===== EXTRACTED MATERIAL

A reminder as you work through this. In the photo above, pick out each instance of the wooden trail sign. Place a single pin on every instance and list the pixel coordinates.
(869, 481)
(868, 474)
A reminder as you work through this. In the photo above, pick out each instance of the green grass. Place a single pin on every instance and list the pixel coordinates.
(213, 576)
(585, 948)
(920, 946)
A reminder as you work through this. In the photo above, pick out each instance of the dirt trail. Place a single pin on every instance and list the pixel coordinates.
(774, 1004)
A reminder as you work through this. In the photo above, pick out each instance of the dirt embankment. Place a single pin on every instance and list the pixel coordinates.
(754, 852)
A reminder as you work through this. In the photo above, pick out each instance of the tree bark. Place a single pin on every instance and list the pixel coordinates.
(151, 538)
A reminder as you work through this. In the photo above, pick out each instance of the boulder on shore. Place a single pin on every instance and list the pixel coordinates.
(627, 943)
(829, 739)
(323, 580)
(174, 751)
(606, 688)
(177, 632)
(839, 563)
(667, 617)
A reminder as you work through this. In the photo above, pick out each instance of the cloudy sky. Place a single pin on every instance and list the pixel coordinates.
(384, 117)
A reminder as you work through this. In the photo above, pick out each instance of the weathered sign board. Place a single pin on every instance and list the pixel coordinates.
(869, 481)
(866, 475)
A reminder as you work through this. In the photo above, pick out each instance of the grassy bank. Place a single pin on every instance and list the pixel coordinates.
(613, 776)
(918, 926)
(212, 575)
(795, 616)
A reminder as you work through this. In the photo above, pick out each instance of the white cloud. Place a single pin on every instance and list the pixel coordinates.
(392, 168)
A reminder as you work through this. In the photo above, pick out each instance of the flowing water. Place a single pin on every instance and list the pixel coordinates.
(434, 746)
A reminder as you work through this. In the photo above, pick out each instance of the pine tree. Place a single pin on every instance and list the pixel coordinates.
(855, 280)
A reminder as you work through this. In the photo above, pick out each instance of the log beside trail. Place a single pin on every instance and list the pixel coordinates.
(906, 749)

==========

_EXERCISE DIRECTIONS:_
Transcribe each line of the listing above precisely as it appears.

_WRITTEN RESPONSE:_
A reminder as you work through this. In the photo above, pick out each instance of the wooden trail sign. Place a single pin on every instance and list the pixel coordinates.
(869, 481)
(868, 474)
A reminder as you work through this. In the photo above, pick out each instance of the green grass. Place a single pin on every instance and list the pixel coordinates.
(213, 576)
(585, 948)
(920, 946)
A reminder as you work through this. In the photo above, pick out each instance of the dirt trail. Place a single pin on every instance and list the pixel coordinates.
(774, 1004)
A reminder as you work through this. In the photo above, pick out each instance of the dirt embankment. Place a single pin on every instance and list the pixel coordinates.
(754, 852)
A reminder as you work through this. In the photo above, pick out each instance of the tree bark. Place a single pin on every instance and list the pixel coordinates.
(151, 538)
A reminder as you work through this. In the photo above, pick out each instance of the boulder on shore. Place a single pin on every instance and list the pixel coordinates.
(627, 943)
(829, 739)
(323, 580)
(174, 751)
(606, 688)
(177, 632)
(839, 563)
(667, 617)
A reminder as you work through this. In the photo above, pick out each instance of the cloudy sky. Place a single pin on every instance and list the pixel coordinates.
(384, 117)
A reminder as you work through this. In the photo above, pick out each instance of the weathered sign board. Place a single pin on every instance and list the pixel coordinates.
(869, 481)
(866, 475)
A reminder as you work through this. In the photo above, pick out each instance of the grassy bank. Place a single pin on every instance and list the pixel coordinates.
(613, 776)
(918, 926)
(212, 575)
(795, 616)
A reminder as you work through this. In the photo above, pick out each instance of the white cloud. Place a single pin on every instance and list the pixel coordinates.
(392, 168)
A reminder as you work through this. In the photo above, pick out each instance of the flowing water. Place a single pin on every instance and list the pixel coordinates.
(434, 746)
A reminder as you work through this. In the photo above, pick out each instance of the pine tree. Place a single pin on every instance and list the pixel coordinates.
(855, 280)
A reminder as you work through this. In the photo above, pick out each instance of the log beside trail. Place a single pin on every instance and list the pixel coordinates.
(906, 749)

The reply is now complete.